◆ **Passage**
__________
Burning Museums and Erasing History: The Societal Need for Memory

Fire at the National Museum of Brazil, in Rio de Janeiro, on 2 September 2018. Image: Wikipedia .


By Mariana Meneses

On September 2, 2018, a devastating fire broke out at the National Museum of Brazil, located in Rio de Janeiro.

The museum was home to over 20 million artifacts, including dinosaur bones, mummies, and historical documents, most of which were destroyed in the fire. The flames spread quickly, and firefighters struggled to contain the fire due to a lack of water and fire hydrants in the area. The fire burned for hours, and by the time it was extinguished, the museum was left in ruins. 

Among the items lost were original documents and specimens that had never been digitized or catalogued, leaving gaps in our understanding of history that can never be filled. This devastating event serves as a reminder of the vital importance of memory and the need for technology that allows us to preserve and maintain an accurate record of the past. 

Throughout history, books and memories have been deliberately burned and erased by dominant powers to control and manipulate societies.
__________
◆ **Data**
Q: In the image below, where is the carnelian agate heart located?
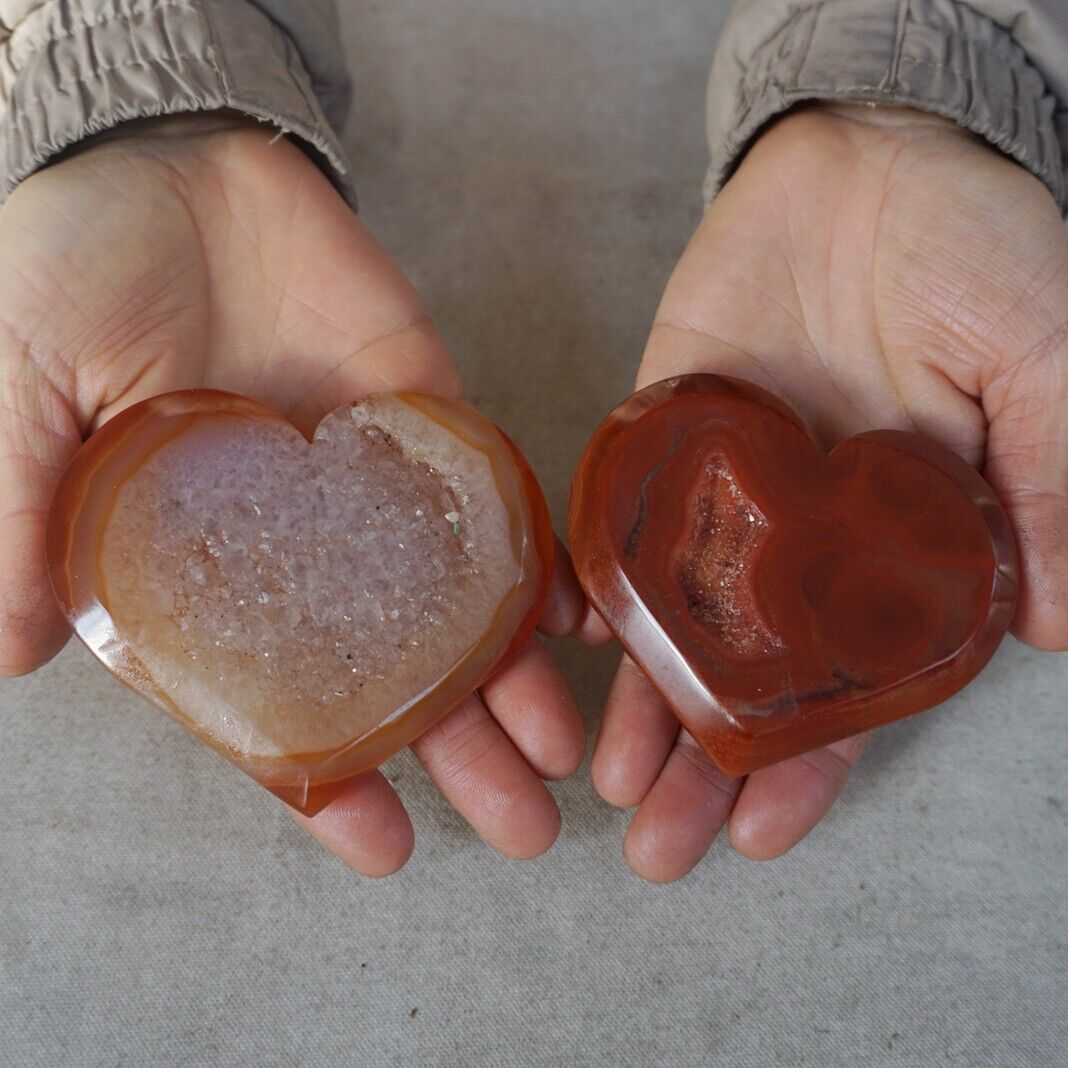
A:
__________
◆ **Aim of the exercise**
Return the article about the National Museum of Brazil fire and the need for memory, word for word and in full.

◆ **Correct response**
Burning Museums and Erasing History: The Societal Need for Memory

Fire at the National Museum of Brazil, in Rio de Janeiro, on 2 September 2018. Image: Wikipedia .


By Mariana Meneses

On September 2, 2018, a devastating fire broke out at the National Museum of Brazil, located in Rio de Janeiro.

The museum was home to over 20 million artifacts, including dinosaur bones, mummies, and historical documents, most of which were destroyed in the fire. The flames spread quickly, and firefighters struggled to contain the fire due to a lack of water and fire hydrants in the area. The fire burned for hours, and by the time it was extinguished, the museum was left in ruins. 

Among the items lost were original documents and specimens that had never been digitized or catalogued, leaving gaps in our understanding of history that can never be filled. This devastating event serves as a reminder of the vital importance of memory and the need for technology that allows us to preserve and maintain an accurate record of the past. 

Throughout history, books and memories have been deliberately burned and erased by dominant powers to control and manipulate societies.